PROVIDED RECORDS:
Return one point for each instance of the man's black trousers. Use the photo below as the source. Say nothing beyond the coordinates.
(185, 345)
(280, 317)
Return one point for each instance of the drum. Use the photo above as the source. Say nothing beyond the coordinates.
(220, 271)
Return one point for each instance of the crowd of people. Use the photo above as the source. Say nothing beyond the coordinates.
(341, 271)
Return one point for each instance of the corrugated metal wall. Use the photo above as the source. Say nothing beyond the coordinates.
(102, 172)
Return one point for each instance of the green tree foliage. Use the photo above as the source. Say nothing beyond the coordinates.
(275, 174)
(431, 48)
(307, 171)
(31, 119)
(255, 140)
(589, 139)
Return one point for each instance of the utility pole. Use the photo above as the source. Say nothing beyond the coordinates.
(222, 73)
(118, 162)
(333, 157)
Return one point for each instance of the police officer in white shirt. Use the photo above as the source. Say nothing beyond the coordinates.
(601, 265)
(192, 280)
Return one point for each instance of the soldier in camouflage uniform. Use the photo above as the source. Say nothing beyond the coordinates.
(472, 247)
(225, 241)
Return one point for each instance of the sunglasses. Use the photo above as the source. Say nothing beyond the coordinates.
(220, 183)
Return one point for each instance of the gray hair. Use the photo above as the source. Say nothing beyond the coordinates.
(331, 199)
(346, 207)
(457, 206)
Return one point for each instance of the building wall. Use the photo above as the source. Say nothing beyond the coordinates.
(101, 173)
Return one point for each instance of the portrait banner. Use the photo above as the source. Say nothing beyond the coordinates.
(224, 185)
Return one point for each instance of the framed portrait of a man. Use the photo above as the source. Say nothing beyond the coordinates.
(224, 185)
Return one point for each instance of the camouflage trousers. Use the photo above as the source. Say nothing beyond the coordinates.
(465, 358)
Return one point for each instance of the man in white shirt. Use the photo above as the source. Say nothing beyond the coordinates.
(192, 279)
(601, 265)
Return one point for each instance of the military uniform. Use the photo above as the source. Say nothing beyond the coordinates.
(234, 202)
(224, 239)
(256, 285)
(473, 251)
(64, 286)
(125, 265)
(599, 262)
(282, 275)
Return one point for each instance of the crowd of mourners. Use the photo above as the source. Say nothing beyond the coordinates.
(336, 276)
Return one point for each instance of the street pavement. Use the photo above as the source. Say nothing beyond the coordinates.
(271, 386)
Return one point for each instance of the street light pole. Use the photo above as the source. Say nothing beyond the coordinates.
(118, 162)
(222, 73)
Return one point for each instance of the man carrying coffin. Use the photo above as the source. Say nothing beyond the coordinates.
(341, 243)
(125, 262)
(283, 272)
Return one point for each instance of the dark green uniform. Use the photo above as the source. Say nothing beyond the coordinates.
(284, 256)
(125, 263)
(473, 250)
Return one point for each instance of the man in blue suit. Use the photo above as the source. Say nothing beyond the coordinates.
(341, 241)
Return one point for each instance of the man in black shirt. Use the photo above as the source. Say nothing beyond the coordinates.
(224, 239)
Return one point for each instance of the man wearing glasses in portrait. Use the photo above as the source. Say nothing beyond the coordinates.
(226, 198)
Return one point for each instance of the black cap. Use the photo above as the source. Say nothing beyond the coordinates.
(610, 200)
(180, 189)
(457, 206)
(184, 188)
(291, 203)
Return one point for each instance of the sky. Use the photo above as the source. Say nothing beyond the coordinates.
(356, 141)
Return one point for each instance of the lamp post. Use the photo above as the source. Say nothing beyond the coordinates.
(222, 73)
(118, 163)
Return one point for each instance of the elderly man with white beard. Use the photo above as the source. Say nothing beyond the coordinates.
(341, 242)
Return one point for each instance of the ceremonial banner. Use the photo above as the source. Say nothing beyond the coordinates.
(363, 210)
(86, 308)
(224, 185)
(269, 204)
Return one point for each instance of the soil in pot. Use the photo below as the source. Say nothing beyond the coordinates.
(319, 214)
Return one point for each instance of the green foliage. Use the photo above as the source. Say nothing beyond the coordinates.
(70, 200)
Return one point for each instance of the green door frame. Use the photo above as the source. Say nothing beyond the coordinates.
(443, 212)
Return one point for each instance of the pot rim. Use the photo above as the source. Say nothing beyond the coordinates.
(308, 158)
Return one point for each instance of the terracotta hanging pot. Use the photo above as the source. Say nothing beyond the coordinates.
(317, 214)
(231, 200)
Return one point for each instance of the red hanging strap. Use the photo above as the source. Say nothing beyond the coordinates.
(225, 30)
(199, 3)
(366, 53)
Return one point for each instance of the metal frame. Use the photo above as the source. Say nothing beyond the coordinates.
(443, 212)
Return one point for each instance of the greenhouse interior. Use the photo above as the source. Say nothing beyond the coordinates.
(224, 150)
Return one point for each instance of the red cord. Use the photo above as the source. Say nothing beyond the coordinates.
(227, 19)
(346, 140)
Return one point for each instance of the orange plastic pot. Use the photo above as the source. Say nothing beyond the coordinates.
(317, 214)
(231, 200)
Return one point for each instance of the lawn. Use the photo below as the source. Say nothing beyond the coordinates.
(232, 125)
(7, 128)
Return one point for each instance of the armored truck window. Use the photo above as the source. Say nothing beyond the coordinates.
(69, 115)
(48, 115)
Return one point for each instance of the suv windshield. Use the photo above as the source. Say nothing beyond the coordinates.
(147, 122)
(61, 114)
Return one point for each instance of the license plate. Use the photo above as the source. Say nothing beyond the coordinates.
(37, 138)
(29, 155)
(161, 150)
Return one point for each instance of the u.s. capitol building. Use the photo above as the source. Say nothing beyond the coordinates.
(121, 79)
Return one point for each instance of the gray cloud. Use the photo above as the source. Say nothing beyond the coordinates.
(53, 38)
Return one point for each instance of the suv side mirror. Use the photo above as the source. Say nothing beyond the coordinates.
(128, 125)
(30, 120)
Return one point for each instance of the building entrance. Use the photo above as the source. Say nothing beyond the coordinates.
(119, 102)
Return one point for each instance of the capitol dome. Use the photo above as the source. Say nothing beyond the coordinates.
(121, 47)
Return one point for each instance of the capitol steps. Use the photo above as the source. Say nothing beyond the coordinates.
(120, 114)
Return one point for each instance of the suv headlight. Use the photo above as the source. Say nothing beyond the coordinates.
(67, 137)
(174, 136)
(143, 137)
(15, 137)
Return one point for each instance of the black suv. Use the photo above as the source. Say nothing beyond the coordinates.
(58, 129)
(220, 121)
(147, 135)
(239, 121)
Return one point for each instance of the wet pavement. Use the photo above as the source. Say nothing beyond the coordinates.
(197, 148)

GOAL OF THE EXERCISE:
Can you reproduce all the material above with "Reply with the coordinates alone" substituted for every "Say nothing beyond the coordinates", leaving everything else unchanged?

WRITTEN SOLUTION:
Return one point for each instance of the man's black trousers. Use the photo below as the source. Reply with the coordinates alone.
(185, 345)
(280, 317)
Return one point for each instance of the drum. Use the photo above as the source. Reply with the coordinates alone.
(220, 271)
Return one point for each instance of the crowd of people. Use the photo above as the source. Reply with the coordinates alone.
(341, 271)
Return one point for each instance of the corrugated metal wall. Use the photo above as the source. Reply with the coordinates alone.
(102, 172)
Return one point for each instance of the green tree foliage. Use the photo above as the source. Reply with the coordinates alone.
(275, 174)
(431, 48)
(307, 171)
(31, 119)
(255, 140)
(589, 139)
Return one point for each instance of the utility pole. Use the photo above as the source. Reply with the coordinates alone.
(222, 73)
(118, 162)
(333, 157)
Return one point for each instance of the police officer in white shirt. Use the photo above as the source. Reply with the coordinates alone.
(601, 265)
(192, 280)
Return one point for each instance of the soldier in camouflage uniform. Use the photo above as the source. Reply with the coordinates alone.
(472, 247)
(225, 241)
Return one point for each instance of the sunglasses. Use the photo above as the source. Reply with the coordinates alone.
(220, 183)
Return one point for each instance of the gray hair. Use the photo above as the source. Reply with the coordinates alone.
(331, 199)
(346, 207)
(457, 206)
Return one point for each instance of the building wall. Use the photo above as the source. Reply with the coordinates alone.
(101, 173)
Return one point for each instance of the portrait banner. Use the photo above as the source. Reply with the coordinates alone.
(224, 185)
Return one point for each instance of the framed portrait of a man. Use the photo above as the source. Reply with the coordinates alone.
(224, 185)
Return one point for each instance of the camouflage trousers. Use the photo above as the source. Reply with the coordinates alone.
(465, 358)
Return one point for each instance of the man in white shirt. Use the photo above as the source. Reply with the coordinates alone.
(192, 279)
(601, 265)
Return one point for each instance of the military uniform. Use the photo above as the source. Reply with the coordinates alone.
(234, 202)
(224, 239)
(256, 285)
(473, 251)
(64, 286)
(125, 265)
(599, 262)
(282, 275)
Return one point for each instance of the crowd of mourners. Use the photo above as the source. Reply with the coordinates alone.
(336, 276)
Return one point for each instance of the street pavement. Use the photo above as the source. Reply with the coordinates alone.
(271, 386)
Return one point for each instance of the street light pole. Use the photo above as the source. Reply with the coordinates alone.
(118, 162)
(222, 73)
Return one point for each instance of the man carrying coffin. Use the photo above as the source. Reply with the coordinates alone.
(341, 243)
(125, 262)
(283, 272)
Return one point for each instance of the dark green uniform. Use the photo above as the source. Reply with the coordinates alone.
(284, 256)
(125, 263)
(473, 250)
Return one point for each instance of the man in blue suit. Use the photo above as the source. Reply with the coordinates alone.
(341, 241)
Return one point for each instance of the man in black shirt. Use the photo above as the source. Reply with the coordinates alone.
(224, 239)
Return one point for each instance of the man wearing glasses in portrait. Use the photo above as the source. Reply with the coordinates alone.
(226, 198)
Return one point for each instance of the black cap. Use the photo above as the source. Reply with the coordinates alone.
(610, 200)
(180, 189)
(457, 206)
(184, 188)
(291, 203)
Return one point for each instance of the sky. Use the photo above as the source. Reply with the coordinates alone.
(356, 141)
Return one point for each instance of the lamp post. Use the photo above as the source. Reply with the coordinates alone.
(222, 73)
(118, 163)
Return one point for each instance of the elderly man with white beard. Use the photo above as the source. Reply with the coordinates alone.
(341, 242)
Return one point for each instance of the ceremonial banner. Use the photo above as the source. Reply with the coordinates alone.
(363, 210)
(86, 308)
(224, 185)
(269, 204)
Return one point for each instance of the soil in pot. Use the photo below as the source. Reply with the coordinates alone.
(319, 214)
Return one point for each instance of the green foliage. Use the photo above as the source. Reply with the coordinates alone.
(70, 200)
Return one point for each instance of the green door frame. Use the photo above as the source. Reply with the coordinates alone.
(443, 212)
Return one point for each instance of the pot rim. Use the photo above as the source. Reply with the coordinates alone.
(308, 158)
Return one point for each instance of the terracotta hanging pot. Use the photo above as the source. Reply with the coordinates alone.
(317, 214)
(231, 200)
Return one point for each instance of the red hanging strap. Use the photo above as the source. Reply with the coordinates alone.
(225, 30)
(199, 3)
(366, 53)
Return one point for each instance of the metal frame. Use the photo above as the source. Reply with the coordinates alone.
(443, 212)
Return one point for each instance of the greenhouse interior. Use the photo above as the source. Reply with the coordinates alone.
(224, 150)
Return one point for each instance of the red cord. Use the photo above as the source. Reply with the coordinates alone.
(227, 19)
(346, 140)
Return one point for each instance of the orange plastic pot. Use the photo above as the source. Reply with the coordinates alone.
(317, 214)
(231, 200)
Return one point for each instance of the lawn. Use the photo below as the source. Reply with the coordinates alone.
(232, 125)
(7, 128)
Return one point for each instance of the armored truck window. Use the photo above as the source. Reply with the coordinates alone.
(69, 115)
(48, 115)
Return one point for each instance of the suv windshield. Use the photo above as the source. Reply with the coordinates alone.
(147, 122)
(61, 114)
Return one point for each instance of the license plate. Use the photo above as the source. Reply with the coordinates alone.
(37, 138)
(29, 155)
(161, 150)
Return one point for each instance of the u.s. capitol building. Use the photo above as the source. Reply with the coordinates alone.
(121, 79)
Return one point for each instance of the gray cloud. Use the photo above as the source. Reply with the coordinates alone.
(53, 38)
Return one point for each instance of the suv side mirror. Use the photo above as the source. Reply with the coordinates alone.
(128, 125)
(30, 120)
Return one point for each instance of the building entrance. Use the photo above as the source. Reply with the coordinates alone.
(119, 102)
Return one point for each instance of the capitol dome. Use the photo above as the source. Reply with the coordinates alone.
(121, 47)
Return one point for each instance of the capitol steps. Use the photo above as the source. Reply with the coordinates alone.
(120, 114)
Return one point for each instance of the suv headlight. Use the photo above as the source. Reply with the coordinates alone.
(67, 137)
(174, 136)
(143, 137)
(15, 137)
Return one point for each instance of the black suv. Use the photo above as the source. Reply with the coordinates alone.
(58, 129)
(220, 121)
(147, 135)
(239, 121)
Return one point for each instance of the wet pavement. Use the photo above as the source. Reply with the coordinates alone.
(197, 148)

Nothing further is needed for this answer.